- **OBJECTIVE**:
Emit the line that holds "of the wide" and all lines following it through the end of the data, verbatim, and nothing else.

Point labeling dataset excerpts:
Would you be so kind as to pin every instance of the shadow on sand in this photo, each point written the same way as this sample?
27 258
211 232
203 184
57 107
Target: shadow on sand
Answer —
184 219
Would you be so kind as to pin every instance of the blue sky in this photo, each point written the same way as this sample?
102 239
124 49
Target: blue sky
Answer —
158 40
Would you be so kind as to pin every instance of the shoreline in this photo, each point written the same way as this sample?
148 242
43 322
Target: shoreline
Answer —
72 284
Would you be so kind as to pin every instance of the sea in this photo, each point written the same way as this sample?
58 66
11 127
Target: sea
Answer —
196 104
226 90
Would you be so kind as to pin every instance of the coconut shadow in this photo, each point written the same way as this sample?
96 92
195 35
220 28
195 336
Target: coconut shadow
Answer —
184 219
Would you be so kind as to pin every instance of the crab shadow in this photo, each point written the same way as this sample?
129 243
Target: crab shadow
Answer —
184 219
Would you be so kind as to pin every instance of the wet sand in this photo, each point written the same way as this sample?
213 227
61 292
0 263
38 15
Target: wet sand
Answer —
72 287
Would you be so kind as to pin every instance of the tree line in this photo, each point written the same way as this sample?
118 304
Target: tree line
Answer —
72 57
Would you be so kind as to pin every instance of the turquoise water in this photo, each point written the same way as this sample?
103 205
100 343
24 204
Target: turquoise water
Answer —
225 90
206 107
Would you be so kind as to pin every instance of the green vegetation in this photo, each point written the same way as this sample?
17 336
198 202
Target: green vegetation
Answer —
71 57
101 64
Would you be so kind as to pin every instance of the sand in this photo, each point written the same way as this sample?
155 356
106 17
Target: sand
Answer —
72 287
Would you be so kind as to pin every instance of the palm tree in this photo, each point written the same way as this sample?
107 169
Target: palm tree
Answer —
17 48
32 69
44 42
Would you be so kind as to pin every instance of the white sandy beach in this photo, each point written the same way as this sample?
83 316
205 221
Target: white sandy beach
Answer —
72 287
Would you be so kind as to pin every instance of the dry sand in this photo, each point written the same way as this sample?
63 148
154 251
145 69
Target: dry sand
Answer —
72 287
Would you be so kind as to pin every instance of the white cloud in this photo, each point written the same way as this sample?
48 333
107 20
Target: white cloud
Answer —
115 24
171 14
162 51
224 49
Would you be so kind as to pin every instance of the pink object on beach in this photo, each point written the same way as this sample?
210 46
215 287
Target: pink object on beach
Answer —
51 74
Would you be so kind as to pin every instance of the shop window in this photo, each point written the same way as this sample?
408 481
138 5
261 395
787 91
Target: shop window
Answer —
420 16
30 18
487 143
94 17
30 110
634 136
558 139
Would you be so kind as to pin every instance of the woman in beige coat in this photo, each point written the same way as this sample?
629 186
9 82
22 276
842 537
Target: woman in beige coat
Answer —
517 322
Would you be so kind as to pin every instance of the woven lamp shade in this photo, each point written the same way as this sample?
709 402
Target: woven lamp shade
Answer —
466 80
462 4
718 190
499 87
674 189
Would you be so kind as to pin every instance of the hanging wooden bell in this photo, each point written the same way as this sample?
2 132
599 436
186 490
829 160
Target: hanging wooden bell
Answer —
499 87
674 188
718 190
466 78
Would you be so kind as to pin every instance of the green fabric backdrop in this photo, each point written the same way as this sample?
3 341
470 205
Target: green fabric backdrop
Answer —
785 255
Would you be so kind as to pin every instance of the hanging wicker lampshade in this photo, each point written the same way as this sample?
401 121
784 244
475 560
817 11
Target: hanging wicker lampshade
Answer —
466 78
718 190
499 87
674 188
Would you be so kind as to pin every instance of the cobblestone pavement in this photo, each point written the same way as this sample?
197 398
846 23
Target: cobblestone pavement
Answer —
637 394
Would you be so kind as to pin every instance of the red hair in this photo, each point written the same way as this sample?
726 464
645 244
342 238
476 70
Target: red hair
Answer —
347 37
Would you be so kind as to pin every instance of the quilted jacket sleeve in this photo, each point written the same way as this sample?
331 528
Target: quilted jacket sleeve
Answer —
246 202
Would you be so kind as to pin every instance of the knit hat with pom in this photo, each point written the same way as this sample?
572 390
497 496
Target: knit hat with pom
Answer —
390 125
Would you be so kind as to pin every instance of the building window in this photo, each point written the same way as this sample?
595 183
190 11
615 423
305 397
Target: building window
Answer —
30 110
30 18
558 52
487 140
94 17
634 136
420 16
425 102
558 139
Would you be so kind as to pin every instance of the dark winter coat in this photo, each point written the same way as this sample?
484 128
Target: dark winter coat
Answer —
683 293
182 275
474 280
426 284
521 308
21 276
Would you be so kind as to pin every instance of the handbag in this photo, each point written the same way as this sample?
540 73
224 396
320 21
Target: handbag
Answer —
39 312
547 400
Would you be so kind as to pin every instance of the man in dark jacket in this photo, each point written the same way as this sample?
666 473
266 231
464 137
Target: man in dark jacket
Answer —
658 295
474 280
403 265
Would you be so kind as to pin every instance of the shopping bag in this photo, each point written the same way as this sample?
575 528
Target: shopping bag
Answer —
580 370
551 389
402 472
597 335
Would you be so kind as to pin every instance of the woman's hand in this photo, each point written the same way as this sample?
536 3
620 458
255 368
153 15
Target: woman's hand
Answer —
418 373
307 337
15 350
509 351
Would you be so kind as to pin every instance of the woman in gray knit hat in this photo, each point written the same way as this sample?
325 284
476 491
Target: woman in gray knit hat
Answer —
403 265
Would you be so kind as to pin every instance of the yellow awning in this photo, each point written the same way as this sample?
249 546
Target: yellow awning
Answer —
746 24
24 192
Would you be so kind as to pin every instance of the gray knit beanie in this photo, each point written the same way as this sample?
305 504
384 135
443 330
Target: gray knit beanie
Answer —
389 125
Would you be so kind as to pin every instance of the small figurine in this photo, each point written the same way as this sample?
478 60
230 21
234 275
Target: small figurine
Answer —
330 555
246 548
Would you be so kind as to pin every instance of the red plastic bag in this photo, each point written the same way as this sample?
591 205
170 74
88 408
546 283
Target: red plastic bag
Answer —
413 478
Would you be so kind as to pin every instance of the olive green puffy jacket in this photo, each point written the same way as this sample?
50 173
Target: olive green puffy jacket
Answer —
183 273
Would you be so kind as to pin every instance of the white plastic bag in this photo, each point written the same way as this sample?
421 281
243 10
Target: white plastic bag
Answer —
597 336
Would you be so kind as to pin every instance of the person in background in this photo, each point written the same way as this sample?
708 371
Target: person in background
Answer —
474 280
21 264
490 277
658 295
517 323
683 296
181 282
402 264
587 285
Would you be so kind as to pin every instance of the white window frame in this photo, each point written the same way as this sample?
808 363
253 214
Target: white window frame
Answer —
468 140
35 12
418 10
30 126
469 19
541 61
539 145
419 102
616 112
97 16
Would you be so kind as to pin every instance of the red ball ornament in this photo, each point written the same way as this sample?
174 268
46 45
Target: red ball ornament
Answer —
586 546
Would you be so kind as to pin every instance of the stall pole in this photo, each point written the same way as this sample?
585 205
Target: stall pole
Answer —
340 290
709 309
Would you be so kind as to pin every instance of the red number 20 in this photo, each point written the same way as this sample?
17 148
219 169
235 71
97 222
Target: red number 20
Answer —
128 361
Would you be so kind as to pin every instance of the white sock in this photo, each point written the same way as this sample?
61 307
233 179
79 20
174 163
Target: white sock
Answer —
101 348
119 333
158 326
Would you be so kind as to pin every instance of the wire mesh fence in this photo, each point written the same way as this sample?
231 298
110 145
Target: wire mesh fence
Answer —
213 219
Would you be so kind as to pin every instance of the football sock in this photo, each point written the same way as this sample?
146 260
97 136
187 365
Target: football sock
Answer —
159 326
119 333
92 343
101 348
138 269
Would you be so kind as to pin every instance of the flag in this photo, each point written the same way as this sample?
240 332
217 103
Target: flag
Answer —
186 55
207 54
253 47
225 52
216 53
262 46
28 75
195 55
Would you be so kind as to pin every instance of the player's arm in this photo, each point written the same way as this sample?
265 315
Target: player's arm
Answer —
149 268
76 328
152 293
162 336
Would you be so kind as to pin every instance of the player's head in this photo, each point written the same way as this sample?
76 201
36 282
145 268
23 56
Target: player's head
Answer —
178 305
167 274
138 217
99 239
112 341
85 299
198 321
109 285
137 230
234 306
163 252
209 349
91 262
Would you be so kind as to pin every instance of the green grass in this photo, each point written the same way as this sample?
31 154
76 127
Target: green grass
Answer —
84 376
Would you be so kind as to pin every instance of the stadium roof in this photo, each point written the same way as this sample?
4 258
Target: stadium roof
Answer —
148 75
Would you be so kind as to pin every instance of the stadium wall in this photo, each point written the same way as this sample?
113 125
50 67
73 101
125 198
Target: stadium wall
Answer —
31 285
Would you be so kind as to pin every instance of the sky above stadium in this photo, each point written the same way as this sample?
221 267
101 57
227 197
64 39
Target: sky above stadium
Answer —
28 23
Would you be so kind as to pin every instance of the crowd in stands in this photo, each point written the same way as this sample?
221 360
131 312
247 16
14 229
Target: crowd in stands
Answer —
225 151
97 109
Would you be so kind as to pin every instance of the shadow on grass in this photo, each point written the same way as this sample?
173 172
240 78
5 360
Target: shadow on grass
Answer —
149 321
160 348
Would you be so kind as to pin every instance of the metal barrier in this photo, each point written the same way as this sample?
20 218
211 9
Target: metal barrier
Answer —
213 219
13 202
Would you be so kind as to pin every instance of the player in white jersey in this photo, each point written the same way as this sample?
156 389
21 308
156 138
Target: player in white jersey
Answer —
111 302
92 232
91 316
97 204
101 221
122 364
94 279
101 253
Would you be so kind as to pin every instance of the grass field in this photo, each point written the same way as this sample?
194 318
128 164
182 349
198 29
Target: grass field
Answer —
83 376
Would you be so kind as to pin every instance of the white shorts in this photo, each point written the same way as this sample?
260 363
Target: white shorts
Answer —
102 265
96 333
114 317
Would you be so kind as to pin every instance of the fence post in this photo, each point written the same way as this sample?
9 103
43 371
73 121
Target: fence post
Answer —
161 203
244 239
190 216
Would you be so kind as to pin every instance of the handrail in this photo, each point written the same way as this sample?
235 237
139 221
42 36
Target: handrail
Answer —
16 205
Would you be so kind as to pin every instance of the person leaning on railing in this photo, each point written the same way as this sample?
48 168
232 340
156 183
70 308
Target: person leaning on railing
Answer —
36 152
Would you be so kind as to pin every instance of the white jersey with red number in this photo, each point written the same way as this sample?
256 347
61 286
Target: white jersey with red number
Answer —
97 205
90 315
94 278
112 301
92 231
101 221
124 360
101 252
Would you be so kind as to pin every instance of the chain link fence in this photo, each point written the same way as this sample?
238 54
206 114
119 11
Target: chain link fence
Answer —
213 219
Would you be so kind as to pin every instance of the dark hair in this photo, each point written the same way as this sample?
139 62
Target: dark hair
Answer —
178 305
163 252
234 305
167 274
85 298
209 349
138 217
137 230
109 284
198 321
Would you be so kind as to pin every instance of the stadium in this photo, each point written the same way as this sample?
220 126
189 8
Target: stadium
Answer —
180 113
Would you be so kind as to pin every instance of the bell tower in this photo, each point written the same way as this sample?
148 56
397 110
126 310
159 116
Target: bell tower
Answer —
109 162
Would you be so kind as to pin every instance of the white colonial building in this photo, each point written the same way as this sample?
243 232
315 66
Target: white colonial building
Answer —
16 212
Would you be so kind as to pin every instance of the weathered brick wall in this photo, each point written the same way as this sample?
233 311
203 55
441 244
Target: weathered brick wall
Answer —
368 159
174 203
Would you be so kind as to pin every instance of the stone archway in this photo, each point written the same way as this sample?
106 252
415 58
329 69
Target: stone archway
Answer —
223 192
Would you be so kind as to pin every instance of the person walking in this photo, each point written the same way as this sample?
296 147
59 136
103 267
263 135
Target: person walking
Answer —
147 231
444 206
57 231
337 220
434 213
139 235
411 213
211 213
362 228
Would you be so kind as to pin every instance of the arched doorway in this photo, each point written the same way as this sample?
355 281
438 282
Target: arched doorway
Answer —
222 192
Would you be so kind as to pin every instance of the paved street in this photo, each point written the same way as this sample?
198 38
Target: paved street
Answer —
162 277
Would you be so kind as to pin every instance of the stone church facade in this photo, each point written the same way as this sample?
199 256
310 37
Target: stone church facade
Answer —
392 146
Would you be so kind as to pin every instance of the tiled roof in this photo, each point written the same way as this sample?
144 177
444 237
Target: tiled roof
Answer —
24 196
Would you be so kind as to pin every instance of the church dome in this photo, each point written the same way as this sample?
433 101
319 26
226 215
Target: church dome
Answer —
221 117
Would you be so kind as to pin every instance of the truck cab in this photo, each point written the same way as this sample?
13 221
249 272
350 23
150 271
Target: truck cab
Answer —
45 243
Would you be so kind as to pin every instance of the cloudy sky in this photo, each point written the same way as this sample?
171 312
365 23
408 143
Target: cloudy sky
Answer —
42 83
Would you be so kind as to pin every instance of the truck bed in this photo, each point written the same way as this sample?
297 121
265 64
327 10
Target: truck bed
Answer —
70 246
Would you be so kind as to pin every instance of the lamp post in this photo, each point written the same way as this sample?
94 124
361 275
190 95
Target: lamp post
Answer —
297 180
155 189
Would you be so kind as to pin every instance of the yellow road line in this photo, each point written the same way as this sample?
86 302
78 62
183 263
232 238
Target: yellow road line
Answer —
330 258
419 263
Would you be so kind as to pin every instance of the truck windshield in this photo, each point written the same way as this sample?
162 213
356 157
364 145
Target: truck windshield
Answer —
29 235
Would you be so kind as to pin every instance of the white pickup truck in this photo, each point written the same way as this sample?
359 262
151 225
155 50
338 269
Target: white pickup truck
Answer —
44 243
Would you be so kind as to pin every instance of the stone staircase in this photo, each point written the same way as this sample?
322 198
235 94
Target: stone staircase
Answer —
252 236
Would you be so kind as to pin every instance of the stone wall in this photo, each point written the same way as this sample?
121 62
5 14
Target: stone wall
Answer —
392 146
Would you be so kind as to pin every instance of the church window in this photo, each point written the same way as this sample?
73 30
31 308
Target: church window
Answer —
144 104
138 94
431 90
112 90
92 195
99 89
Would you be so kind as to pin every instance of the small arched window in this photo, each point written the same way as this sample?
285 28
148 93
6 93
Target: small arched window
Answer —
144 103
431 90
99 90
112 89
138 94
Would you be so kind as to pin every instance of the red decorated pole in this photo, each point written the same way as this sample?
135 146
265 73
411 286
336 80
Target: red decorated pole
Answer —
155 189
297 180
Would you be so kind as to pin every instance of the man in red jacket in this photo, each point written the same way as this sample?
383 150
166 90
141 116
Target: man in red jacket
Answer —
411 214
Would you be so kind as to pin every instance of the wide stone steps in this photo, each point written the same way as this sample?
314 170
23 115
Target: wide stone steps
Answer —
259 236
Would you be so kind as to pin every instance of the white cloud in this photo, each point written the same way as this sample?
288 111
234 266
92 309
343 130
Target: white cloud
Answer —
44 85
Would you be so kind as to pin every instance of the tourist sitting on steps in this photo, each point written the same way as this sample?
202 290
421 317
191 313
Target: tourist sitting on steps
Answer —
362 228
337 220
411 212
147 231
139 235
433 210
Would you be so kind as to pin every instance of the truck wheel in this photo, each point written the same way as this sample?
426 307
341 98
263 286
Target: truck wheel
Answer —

- **ANSWER**:
Would you be so kind as to pin every instance of the wide stone steps in this photo, each point written the same way as this sample?
314 170
23 115
Target: wide stone steps
Answer —
259 236
Would you be so kind as to pin every instance of the white cloud in this photo, each point written the same way as this sample?
288 111
234 266
92 309
343 130
Target: white cloud
Answer —
44 85
Would you be so kind as to pin every instance of the tourist sitting on steps in this photo, each point written the same way as this sample?
202 290
421 317
191 313
Target: tourist sitting on steps
Answer —
362 228
337 220
411 212
147 231
139 235
433 210
Would you be so kind as to pin every instance of the truck wheel in this photo, each point written the same way as this sample?
426 307
341 98
263 286
Target: truck wheel
Answer —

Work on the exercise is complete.